WHAT THIS TASK INVOLVES :: Only an exact copy of the records, from the line with "rough mask: <svg" through the last line, is wanted.

___ DATA RECORDS ___

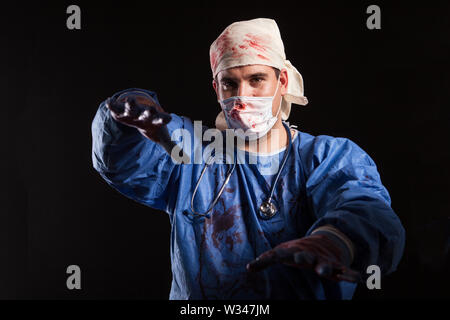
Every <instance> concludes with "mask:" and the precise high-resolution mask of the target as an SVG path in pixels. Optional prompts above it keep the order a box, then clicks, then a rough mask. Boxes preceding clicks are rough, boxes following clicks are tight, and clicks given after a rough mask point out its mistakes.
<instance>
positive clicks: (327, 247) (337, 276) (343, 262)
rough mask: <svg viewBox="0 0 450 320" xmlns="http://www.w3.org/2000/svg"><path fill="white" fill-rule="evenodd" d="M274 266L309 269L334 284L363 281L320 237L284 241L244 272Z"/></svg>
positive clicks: (271, 250) (326, 241) (328, 243)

___

WRITTEN SOLUTION ::
rough mask: <svg viewBox="0 0 450 320" xmlns="http://www.w3.org/2000/svg"><path fill="white" fill-rule="evenodd" d="M274 266L309 269L334 284L363 281L320 237L284 241L244 272Z"/></svg>
positive clicks: (271, 250) (326, 241) (328, 243)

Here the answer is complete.